This was a tough decision that only a consultation with a crystal ball would have made easier. I was unsure of taking a risk on such a timid cat, but Oregano wasn’t. Because Bolaris would be buried under a blanket, he would literally be overlooked by many potential adopters. Oregano convinced me that a younger, more outgoing cat would be able to charm his way into a forever home, but Bolaris wouldn’t. We hoped that once he was in a quiet, loving environment he’d come out of his blanket-wrapped shell. It was a gamble, but his golden eyes, sweet face and little gray soul patch convinced us that he was worth taking a chance on.

Now that he had a new home, he definitely needed a new name. Since he had only been Bolaris for a few weeks, we figured he wasn’t attached to his name. We brainstormed our options and even considered giving him a spice name, but none of those seemed right. We thought about his personality and realized that he reminded us of a smart, blanket-loving character from the Peanuts comic strip; Linus. It was a perfect fit!  We had a new name for our sweet, shy boy.

Knowing how shy he is we wanted to give him time to adapt to the sounds and smells in his new home. We set up our guest room for him and in addition to the usual necessities and deluxe model scratching post, we sprinkled blankets everywhere. During those first few days we frequently went into the room, saw the Linus-shaped lump under the comforter and talked to him so that he would get used to hearing our voices.

Dataset entries
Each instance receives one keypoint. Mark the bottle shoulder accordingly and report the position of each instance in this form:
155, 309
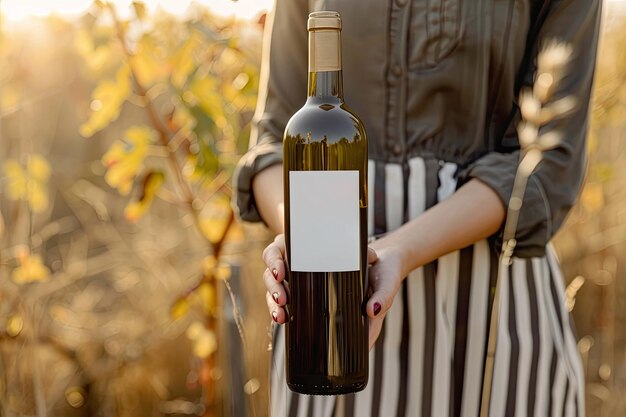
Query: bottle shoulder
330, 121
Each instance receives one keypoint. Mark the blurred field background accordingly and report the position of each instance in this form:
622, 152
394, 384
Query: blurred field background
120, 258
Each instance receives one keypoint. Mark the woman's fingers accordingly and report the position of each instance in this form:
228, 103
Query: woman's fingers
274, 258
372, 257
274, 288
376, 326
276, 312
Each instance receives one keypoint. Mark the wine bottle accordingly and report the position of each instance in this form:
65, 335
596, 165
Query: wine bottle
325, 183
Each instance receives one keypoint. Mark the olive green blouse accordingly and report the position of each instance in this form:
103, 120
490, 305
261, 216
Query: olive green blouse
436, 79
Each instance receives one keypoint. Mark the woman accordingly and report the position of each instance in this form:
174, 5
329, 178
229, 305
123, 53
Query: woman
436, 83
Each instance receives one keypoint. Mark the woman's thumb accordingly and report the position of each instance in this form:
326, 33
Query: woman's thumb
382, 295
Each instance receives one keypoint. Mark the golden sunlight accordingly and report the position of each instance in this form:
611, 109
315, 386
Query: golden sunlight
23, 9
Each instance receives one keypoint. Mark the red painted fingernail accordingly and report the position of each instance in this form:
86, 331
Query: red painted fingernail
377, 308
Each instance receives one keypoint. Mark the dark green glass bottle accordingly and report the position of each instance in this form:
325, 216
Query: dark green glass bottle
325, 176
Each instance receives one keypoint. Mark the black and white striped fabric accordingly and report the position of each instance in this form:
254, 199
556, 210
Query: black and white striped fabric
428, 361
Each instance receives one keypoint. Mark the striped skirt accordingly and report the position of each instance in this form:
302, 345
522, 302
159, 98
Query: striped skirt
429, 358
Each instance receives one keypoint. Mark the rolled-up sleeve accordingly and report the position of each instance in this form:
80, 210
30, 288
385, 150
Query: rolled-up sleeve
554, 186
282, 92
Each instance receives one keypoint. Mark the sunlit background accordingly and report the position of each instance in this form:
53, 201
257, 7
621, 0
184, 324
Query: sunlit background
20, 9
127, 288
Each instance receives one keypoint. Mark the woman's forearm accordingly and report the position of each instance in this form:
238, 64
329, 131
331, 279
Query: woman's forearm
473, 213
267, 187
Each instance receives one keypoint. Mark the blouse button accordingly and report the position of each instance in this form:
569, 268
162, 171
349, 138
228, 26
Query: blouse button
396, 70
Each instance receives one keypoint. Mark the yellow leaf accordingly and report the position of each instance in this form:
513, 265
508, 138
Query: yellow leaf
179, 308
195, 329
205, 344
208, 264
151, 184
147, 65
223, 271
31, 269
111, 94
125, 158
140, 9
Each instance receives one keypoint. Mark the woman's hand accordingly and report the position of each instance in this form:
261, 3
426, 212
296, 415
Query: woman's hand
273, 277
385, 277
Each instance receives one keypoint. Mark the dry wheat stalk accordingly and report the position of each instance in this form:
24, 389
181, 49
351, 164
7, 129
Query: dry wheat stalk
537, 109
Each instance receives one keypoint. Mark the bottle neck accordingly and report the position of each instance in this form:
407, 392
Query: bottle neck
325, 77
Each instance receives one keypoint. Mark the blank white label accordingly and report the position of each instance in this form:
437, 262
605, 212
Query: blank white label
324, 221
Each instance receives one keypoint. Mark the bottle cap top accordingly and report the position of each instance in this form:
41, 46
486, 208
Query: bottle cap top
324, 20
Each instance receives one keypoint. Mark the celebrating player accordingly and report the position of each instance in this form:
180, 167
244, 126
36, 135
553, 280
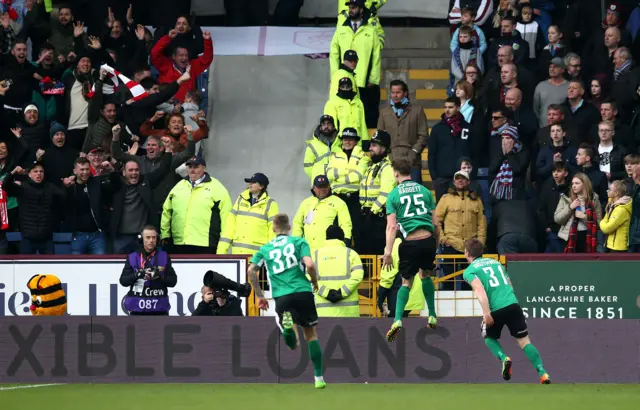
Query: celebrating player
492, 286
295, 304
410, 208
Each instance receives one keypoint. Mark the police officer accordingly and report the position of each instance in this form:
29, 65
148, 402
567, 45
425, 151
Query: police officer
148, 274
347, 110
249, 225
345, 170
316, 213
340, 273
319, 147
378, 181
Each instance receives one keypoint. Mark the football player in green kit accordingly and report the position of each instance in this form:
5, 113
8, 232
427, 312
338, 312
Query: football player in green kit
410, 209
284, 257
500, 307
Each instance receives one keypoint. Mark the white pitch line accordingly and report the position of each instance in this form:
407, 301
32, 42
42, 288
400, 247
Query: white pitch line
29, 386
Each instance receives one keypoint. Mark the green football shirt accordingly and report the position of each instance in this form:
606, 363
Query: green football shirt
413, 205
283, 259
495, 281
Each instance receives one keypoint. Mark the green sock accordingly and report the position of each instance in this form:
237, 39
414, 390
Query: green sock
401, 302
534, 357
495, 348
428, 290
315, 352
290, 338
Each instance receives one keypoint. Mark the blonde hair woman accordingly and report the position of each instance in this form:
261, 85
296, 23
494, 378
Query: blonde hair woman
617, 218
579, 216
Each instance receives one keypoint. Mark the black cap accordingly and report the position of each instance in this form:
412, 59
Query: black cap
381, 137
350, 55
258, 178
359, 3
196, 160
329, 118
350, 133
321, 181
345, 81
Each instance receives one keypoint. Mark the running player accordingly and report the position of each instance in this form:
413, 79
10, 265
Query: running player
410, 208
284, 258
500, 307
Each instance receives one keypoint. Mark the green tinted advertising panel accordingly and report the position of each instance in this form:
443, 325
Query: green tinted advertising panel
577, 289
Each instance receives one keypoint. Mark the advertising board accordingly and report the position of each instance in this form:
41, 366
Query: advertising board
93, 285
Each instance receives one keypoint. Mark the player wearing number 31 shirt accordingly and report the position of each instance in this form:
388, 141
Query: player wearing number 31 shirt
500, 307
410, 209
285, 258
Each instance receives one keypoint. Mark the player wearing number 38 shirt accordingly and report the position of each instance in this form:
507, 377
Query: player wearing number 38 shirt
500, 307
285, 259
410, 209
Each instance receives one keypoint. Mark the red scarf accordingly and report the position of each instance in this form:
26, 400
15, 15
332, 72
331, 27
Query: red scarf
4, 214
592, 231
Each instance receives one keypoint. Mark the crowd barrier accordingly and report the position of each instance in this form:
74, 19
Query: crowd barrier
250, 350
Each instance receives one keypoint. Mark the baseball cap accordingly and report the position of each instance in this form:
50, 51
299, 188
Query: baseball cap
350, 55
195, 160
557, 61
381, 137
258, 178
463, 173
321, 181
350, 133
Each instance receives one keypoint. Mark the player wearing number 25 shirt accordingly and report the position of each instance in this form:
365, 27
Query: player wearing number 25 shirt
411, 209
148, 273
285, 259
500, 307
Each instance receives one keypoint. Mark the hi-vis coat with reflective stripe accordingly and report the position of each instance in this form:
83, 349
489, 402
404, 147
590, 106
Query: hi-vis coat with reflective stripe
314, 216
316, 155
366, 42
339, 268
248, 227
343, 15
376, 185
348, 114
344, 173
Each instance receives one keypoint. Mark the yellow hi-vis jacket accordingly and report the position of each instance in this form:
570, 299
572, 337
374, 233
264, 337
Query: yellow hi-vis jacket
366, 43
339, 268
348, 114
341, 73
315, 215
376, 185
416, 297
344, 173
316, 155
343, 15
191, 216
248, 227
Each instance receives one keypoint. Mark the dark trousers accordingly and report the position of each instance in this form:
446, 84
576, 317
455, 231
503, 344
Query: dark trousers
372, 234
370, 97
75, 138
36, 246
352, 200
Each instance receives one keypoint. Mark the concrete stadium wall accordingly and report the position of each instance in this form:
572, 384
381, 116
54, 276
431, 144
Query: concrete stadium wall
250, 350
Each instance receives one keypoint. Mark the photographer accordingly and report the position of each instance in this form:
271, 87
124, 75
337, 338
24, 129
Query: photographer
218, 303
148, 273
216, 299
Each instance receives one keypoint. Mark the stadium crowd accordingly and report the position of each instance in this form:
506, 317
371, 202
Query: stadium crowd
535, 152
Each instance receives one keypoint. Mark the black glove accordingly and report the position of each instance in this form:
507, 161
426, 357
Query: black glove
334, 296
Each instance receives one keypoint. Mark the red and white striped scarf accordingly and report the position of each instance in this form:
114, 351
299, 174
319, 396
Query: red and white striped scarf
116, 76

==

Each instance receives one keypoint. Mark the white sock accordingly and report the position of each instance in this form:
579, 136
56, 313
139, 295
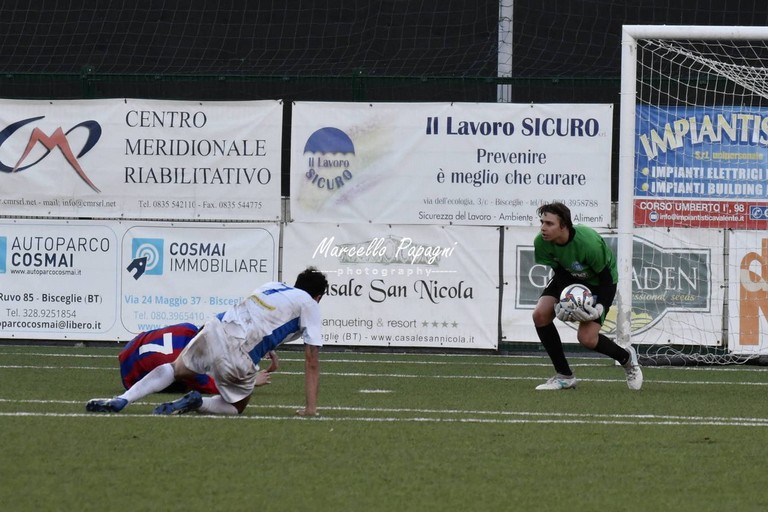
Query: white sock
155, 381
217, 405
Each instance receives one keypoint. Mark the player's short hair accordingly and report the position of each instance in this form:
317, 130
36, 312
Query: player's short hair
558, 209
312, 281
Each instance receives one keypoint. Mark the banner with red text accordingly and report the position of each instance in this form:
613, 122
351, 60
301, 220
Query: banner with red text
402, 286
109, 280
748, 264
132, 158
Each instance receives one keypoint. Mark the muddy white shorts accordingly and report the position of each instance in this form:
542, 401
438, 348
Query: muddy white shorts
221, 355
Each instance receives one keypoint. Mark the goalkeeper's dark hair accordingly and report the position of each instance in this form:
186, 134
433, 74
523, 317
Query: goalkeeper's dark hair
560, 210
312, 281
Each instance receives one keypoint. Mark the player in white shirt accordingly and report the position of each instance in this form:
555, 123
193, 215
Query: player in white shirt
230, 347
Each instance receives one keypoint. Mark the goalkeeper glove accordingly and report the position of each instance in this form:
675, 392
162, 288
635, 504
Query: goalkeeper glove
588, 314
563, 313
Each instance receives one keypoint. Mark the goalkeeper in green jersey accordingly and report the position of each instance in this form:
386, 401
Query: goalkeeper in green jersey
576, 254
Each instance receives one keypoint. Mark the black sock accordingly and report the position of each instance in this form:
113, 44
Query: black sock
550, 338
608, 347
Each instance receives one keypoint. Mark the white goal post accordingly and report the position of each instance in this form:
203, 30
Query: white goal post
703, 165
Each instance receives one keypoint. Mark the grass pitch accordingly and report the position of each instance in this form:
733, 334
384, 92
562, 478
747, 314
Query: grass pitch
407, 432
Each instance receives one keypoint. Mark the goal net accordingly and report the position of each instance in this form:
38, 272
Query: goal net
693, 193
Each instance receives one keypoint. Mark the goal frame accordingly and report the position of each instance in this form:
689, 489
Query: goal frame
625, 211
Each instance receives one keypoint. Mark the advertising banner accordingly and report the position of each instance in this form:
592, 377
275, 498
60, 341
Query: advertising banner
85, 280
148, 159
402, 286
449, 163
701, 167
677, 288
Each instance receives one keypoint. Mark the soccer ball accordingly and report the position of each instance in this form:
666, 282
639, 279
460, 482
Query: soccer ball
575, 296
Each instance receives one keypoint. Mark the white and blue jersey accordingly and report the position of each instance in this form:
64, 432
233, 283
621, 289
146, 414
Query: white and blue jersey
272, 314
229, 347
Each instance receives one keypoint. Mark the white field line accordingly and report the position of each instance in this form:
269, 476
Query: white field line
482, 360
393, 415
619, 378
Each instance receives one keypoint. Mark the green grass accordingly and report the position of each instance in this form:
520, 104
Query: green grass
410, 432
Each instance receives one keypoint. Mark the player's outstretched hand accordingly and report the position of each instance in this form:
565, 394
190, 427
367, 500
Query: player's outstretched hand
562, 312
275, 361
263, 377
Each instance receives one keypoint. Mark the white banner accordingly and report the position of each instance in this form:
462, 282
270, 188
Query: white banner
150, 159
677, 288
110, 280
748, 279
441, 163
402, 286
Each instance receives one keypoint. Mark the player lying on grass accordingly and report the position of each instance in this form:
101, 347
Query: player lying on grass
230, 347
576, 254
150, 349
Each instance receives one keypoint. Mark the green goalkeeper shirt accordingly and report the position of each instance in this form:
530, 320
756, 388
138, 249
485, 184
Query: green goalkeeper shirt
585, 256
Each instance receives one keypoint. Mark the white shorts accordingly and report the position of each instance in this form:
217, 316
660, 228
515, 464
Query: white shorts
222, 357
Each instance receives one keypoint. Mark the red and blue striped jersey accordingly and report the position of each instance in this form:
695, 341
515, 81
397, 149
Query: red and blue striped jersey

Work instruction
Answer these questions about the cat adoption story above:
1. What three features convinced them that Bolaris was worth taking a chance on?
2. Which character was the new name taken from, and from which comic strip?
3. Which room did they set up for him?

Result below
1. His golden eyes, sweet face and little gray soul patch.
2. Linus, from the Peanuts comic strip.
3. The guest room.